Records contained in a dataset:

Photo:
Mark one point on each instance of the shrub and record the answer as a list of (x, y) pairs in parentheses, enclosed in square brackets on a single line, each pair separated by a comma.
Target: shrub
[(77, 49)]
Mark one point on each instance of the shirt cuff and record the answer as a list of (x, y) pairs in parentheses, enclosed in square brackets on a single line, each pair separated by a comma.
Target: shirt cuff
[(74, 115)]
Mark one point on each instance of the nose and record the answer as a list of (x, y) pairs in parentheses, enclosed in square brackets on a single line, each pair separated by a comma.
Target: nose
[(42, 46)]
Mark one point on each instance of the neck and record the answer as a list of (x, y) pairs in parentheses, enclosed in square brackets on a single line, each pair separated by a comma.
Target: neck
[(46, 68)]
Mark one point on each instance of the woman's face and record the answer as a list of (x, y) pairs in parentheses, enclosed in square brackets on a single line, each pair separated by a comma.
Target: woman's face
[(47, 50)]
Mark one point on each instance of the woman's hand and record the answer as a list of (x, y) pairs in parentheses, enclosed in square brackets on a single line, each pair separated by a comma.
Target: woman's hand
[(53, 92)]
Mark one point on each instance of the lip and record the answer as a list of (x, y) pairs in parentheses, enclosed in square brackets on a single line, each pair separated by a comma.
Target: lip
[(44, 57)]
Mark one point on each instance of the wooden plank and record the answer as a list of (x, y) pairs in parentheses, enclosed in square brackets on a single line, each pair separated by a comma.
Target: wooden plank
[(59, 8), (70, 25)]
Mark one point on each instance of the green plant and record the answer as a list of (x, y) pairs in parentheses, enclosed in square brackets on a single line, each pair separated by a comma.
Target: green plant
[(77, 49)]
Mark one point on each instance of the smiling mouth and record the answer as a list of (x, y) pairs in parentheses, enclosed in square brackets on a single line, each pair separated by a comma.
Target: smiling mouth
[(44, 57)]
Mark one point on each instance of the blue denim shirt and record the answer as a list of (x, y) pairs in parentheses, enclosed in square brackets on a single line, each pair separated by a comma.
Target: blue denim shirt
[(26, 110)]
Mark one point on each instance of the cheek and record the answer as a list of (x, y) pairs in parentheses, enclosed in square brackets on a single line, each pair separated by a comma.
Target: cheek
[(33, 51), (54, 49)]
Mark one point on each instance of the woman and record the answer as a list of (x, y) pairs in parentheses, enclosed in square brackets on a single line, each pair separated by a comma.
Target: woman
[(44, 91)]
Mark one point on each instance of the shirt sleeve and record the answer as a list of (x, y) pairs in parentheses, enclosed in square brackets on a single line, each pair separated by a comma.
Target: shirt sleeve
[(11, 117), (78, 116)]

Problem statement:
Please render every line of the listing above as a Markdown table with two columns, Row and Listing line, numbering the rows in order and leaving out any blank lines.

Answer to this task:
| Row | Listing line |
|---|---|
| 1 | Photo: |
| 2 | Mark one point on each instance of the shrub and record the answer as a list of (x, y) pairs in parentheses, enclosed in square brackets on a single line, each pair separated by a comma. |
| 3 | Target: shrub |
| 4 | [(77, 49)] |
| 5 | Mark one point on each instance of the shirt cuff and record the answer as a list of (x, y) pairs in parentheses, enclosed in square brackets on a single line, each pair separated by a comma. |
| 6 | Target: shirt cuff |
| 7 | [(74, 115)] |
| 8 | Mark one point on each instance of the nose and record the answer as a list of (x, y) pairs in parentheses, enclosed in square brackets on a single line, each pair separated by a comma. |
| 9 | Target: nose |
| 10 | [(42, 46)] |
| 11 | Mark one point on each instance of the neck and record the answer as a list of (x, y) pairs in parentheses, enclosed in square brackets on a single line, each pair separated by a comma. |
| 12 | Target: neck |
| 13 | [(46, 68)] |
| 14 | Mark one point on each instance of the woman's face and record the answer as a list of (x, y) pairs in parentheses, enclosed in square brackets on a single line, each pair separated by a comma. |
| 15 | Target: woman's face |
| 16 | [(47, 50)] |
| 17 | Mark one point on each instance of the woman's hand and record the answer as a list of (x, y) pairs in parentheses, enclosed in square brackets on a single line, each pair separated by a comma. |
| 18 | Target: woman's hand |
| 19 | [(53, 92)] |
| 20 | Mark one point on each instance of the lip and record the answer as a list of (x, y) pairs in parentheses, enclosed in square brackets on a single line, each pair separated by a comma. |
| 21 | Target: lip |
| 22 | [(44, 57)] |
| 23 | Mark one point on each instance of the wooden plank and record the answer as a list of (x, y) pairs in parentheses, enclosed in square brackets on a single line, each pair separated by a comma. |
| 24 | Target: wooden plank |
| 25 | [(59, 8), (70, 25)] |
| 26 | Mark one point on each instance of the green plant and record the answer as a list of (x, y) pairs in parentheses, enclosed in square brackets on a single line, each pair separated by a comma. |
| 27 | Target: green plant |
| 28 | [(77, 49)] |
| 29 | Mark one point on each instance of the smiling mouth and record the answer as a list of (x, y) pairs in parentheses, enclosed in square brackets on a single line, each pair separated by a comma. |
| 30 | Target: smiling mouth |
| 31 | [(44, 57)] |
| 32 | Mark one point on each instance of the blue denim shirt and record the answer as a list of (x, y) pairs in parentheses, enclosed in square brackets on a single line, each pair separated by a comma. |
| 33 | Target: blue denim shirt |
| 34 | [(26, 110)] |
| 35 | Mark one point on each instance of the cheek and record the answer as a list of (x, y) pairs in parentheses, enclosed in square brackets on a single line, each pair separated by a comma. |
| 36 | Target: cheek |
| 37 | [(33, 51), (54, 49)] |
| 38 | Mark one point on each instance of the woman and record the answer as a list of (x, y) pairs in parentheses, enclosed in square brackets on a single line, each pair separated by a comma. |
| 39 | Target: woman |
| 40 | [(44, 91)] |
| 41 | Mark one point on each instance of the shirt sleeve and record the answer as a list of (x, y) pairs in parentheses, enclosed in square brackets on a single line, each pair separated by a comma. |
| 42 | Target: shirt sleeve |
| 43 | [(11, 117), (78, 116)] |